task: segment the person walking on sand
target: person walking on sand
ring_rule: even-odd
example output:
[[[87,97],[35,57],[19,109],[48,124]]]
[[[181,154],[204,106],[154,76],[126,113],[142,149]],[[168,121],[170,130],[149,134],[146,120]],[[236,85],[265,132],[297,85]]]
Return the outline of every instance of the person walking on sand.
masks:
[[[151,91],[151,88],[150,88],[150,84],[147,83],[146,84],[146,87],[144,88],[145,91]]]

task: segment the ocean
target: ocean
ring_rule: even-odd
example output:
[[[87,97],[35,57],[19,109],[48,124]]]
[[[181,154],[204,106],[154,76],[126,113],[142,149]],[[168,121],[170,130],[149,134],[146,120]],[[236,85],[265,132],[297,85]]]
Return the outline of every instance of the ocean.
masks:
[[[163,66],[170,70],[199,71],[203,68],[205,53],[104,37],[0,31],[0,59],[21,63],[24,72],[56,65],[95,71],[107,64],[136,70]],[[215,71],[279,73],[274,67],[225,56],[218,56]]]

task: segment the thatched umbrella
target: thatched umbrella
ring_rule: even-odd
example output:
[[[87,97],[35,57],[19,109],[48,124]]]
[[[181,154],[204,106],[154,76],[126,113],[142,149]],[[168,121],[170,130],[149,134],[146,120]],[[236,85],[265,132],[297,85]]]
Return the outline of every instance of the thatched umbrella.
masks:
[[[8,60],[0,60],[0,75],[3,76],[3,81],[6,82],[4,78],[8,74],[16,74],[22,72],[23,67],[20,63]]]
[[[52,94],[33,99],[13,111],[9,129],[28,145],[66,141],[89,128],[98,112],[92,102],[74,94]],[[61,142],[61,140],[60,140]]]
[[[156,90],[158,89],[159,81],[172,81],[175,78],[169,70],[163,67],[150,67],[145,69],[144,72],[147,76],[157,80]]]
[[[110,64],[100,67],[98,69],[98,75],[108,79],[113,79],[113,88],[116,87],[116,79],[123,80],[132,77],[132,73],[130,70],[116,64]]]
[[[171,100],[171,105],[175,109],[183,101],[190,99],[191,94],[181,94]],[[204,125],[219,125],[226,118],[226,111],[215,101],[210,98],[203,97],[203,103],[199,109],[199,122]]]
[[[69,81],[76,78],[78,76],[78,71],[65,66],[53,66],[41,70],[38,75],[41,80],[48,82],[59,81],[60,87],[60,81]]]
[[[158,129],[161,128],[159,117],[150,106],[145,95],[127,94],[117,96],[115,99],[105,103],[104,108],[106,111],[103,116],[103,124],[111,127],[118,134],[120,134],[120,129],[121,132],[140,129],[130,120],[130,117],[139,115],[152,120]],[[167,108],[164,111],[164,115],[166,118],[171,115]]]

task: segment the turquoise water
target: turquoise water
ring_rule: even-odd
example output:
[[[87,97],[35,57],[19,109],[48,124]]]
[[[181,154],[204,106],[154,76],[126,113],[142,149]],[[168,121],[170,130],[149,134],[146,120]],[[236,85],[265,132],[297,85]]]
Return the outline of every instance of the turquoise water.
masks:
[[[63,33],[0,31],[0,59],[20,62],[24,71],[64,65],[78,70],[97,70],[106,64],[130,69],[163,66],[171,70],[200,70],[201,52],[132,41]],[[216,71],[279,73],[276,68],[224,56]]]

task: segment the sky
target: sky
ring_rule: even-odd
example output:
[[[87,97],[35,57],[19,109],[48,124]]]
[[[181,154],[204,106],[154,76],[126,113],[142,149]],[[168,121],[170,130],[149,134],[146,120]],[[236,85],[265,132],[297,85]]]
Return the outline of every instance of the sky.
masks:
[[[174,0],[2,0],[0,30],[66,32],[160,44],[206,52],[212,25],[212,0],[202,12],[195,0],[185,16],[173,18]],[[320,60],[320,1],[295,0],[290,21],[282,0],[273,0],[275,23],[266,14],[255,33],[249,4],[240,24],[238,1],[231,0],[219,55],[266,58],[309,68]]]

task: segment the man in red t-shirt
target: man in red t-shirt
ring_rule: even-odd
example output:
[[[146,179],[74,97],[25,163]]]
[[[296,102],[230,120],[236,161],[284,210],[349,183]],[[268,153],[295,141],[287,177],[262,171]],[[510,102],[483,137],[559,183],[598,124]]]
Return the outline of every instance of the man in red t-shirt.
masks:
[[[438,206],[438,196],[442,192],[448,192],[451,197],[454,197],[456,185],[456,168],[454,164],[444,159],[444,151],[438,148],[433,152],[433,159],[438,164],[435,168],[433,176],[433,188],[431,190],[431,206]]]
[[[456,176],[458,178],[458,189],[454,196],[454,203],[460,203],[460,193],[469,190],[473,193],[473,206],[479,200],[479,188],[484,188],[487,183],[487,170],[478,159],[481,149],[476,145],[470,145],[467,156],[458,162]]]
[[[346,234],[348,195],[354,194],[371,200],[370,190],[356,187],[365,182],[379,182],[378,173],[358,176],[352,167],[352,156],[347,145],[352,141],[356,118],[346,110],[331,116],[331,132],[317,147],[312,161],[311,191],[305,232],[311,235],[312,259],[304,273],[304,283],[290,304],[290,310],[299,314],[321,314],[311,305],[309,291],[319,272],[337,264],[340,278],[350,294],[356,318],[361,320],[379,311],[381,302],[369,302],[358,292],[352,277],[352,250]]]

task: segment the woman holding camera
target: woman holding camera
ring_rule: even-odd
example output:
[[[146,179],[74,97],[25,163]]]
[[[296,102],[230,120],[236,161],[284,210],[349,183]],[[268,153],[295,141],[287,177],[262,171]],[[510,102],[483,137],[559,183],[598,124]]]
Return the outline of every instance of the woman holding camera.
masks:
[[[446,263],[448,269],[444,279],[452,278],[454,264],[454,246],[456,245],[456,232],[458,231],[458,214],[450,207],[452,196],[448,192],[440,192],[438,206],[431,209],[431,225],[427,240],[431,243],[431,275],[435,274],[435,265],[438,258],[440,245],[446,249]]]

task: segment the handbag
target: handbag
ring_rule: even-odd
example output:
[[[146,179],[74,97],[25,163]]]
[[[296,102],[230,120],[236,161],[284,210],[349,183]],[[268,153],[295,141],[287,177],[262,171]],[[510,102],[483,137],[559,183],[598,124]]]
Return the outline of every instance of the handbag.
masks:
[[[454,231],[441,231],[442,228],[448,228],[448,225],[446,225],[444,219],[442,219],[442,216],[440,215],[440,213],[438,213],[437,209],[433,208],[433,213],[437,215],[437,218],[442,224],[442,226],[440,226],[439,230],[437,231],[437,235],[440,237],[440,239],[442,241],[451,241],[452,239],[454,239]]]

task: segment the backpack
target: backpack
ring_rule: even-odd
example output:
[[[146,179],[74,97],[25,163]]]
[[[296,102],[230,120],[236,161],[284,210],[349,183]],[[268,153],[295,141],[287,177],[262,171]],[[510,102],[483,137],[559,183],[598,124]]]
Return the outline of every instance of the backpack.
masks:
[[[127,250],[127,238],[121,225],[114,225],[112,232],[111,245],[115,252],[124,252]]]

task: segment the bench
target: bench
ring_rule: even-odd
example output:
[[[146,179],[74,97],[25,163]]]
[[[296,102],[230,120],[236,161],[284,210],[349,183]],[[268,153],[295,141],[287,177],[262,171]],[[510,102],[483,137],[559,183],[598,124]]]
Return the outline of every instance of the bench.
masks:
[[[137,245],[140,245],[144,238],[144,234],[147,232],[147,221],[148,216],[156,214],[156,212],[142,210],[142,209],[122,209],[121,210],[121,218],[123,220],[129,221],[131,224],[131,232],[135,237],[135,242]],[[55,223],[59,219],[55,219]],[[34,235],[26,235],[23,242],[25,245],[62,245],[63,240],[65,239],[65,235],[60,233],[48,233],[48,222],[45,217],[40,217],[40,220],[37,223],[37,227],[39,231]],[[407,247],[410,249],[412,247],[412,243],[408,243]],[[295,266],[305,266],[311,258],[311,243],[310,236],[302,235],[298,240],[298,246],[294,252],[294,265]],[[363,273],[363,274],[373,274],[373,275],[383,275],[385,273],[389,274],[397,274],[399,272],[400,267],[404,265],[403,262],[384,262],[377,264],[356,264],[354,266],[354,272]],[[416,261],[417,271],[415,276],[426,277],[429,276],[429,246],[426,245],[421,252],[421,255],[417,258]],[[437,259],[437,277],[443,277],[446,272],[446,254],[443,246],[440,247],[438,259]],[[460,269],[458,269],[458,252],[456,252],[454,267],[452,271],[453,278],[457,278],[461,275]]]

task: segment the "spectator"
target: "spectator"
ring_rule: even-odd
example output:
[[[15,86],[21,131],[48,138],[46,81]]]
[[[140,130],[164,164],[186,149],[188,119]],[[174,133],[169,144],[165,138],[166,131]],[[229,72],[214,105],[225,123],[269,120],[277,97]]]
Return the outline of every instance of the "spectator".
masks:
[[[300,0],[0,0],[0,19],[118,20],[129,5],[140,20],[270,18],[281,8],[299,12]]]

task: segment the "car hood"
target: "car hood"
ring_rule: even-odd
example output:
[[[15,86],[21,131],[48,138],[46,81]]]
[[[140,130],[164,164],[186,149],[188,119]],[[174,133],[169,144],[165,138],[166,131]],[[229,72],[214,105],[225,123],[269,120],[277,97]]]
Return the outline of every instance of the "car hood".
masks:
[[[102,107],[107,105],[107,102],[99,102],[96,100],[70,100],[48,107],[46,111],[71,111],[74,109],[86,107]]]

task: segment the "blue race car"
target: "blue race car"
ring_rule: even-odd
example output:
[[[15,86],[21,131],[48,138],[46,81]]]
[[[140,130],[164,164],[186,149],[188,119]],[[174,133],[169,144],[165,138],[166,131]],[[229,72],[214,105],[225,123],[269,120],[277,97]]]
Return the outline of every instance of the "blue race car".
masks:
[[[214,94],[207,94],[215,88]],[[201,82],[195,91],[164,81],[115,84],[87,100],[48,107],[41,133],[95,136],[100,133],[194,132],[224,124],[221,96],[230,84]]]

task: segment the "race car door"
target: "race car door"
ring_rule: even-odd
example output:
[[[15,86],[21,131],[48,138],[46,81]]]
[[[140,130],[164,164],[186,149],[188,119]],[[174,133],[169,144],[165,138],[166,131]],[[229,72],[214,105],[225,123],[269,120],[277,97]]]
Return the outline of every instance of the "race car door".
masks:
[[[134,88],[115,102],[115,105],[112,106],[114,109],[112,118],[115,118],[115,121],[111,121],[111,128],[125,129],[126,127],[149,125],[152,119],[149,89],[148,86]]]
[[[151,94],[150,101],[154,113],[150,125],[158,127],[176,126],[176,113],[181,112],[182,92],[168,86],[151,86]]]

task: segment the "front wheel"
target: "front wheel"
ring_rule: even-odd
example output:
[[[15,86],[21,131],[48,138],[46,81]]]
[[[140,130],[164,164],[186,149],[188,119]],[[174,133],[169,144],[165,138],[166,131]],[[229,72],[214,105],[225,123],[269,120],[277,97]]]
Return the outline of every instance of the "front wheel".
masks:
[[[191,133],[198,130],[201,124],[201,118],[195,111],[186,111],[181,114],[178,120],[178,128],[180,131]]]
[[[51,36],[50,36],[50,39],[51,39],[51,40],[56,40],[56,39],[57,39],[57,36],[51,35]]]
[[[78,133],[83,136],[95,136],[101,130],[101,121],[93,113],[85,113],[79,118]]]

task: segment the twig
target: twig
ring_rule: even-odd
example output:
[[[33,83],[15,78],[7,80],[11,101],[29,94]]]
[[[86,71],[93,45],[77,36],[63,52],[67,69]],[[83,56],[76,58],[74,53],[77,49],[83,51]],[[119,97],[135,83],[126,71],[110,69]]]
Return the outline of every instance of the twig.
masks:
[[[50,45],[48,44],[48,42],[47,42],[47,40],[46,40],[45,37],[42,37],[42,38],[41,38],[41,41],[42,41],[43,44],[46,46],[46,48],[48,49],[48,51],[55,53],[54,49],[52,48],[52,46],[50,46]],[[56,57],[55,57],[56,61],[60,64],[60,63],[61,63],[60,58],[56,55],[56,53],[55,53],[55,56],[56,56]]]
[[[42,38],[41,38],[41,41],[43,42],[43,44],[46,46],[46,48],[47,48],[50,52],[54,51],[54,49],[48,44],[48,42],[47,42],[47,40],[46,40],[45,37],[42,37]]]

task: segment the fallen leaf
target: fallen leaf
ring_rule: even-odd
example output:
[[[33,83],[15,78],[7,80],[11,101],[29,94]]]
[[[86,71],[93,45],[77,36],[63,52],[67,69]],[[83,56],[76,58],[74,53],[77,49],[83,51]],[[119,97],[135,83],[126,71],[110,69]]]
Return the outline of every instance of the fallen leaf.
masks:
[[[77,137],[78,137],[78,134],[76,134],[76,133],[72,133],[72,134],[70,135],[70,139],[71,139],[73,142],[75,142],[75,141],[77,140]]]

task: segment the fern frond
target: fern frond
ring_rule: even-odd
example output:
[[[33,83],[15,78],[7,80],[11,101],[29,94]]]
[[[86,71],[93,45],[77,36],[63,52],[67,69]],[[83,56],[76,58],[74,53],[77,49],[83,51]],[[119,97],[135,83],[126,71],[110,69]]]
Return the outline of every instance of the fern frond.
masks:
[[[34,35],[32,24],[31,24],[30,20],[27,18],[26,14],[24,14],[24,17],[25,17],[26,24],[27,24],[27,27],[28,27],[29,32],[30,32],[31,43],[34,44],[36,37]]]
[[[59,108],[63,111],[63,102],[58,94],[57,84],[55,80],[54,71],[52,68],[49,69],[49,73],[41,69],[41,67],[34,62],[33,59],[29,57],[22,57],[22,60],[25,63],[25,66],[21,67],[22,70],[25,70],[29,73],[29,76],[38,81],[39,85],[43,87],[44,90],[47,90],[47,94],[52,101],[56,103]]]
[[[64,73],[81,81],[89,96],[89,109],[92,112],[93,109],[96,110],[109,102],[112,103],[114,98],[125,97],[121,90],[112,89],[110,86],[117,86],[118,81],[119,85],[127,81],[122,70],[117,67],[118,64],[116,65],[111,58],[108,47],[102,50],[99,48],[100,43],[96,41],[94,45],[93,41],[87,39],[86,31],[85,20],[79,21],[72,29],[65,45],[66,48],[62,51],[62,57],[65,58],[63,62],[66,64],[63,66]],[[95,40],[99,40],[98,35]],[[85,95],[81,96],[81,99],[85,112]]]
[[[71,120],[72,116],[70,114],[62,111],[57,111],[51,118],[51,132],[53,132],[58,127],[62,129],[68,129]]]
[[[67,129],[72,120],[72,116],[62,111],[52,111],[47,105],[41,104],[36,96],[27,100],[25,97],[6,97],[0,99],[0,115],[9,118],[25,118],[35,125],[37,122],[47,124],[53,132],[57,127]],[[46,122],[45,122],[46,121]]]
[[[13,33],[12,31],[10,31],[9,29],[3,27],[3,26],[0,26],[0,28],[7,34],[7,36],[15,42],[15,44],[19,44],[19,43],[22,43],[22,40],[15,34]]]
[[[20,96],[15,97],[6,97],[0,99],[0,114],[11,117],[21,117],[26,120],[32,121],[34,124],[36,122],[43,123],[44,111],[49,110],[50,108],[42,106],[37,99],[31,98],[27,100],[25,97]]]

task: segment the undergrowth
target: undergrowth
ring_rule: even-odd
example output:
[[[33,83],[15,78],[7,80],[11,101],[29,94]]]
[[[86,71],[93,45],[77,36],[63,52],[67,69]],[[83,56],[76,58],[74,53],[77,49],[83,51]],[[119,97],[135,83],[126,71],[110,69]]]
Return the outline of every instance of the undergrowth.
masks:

==============================

Beginning with the line holding "target: ocean" and ending with the line holding "target: turquoise water", write out the stretch of material above exactly; add no further lines.

*Solution for this task*.
target: ocean
ring_rule: even-odd
example output:
[[[87,97],[35,57],[19,109],[48,124]]]
[[[181,154],[204,106],[154,76],[126,113],[142,149]],[[168,121],[170,130],[149,134],[146,120]],[[236,85],[265,132],[297,85]]]
Return the outline of every instance of the ocean.
masks:
[[[163,66],[170,70],[199,71],[203,68],[205,53],[104,37],[0,31],[0,59],[21,63],[24,72],[56,65],[95,71],[107,64],[136,70]],[[215,71],[279,73],[274,67],[225,56],[218,56]]]

task: segment the thatched umbrella
target: thatched umbrella
ring_rule: even-odd
example output:
[[[87,97],[35,57],[19,109],[48,124]]]
[[[181,154],[204,106],[154,76],[126,113],[142,149]],[[168,121],[170,130],[149,134],[146,120]],[[236,85],[265,132],[297,85]]]
Return the outline of every instance of the thatched umbrella.
masks:
[[[8,60],[0,60],[0,75],[3,76],[3,81],[6,82],[4,78],[8,74],[16,74],[22,72],[23,67],[20,63]]]
[[[52,94],[33,99],[13,111],[9,129],[28,145],[66,141],[89,128],[98,112],[92,102],[74,94]],[[61,142],[61,140],[60,140]]]
[[[156,90],[158,89],[159,81],[172,81],[175,78],[169,70],[163,67],[150,67],[145,69],[144,72],[147,76],[157,80]]]
[[[110,64],[100,67],[98,69],[98,75],[108,79],[113,79],[113,88],[116,87],[116,79],[123,80],[132,77],[132,73],[130,70],[116,64]]]
[[[171,100],[171,105],[175,109],[183,101],[190,99],[191,94],[181,94]],[[204,125],[219,125],[226,118],[226,111],[215,101],[210,98],[203,97],[203,103],[199,109],[199,122]]]
[[[69,81],[76,78],[78,76],[78,71],[65,66],[53,66],[41,70],[38,75],[41,80],[48,82],[59,81],[60,87],[60,81]]]
[[[158,129],[161,128],[159,117],[150,106],[145,95],[127,94],[117,96],[115,99],[105,103],[104,108],[106,111],[103,116],[103,124],[111,127],[118,134],[120,134],[120,129],[121,132],[140,129],[130,120],[130,117],[139,115],[152,120]],[[167,108],[164,111],[164,115],[166,118],[171,115]]]

task: segment the turquoise water
target: turquoise water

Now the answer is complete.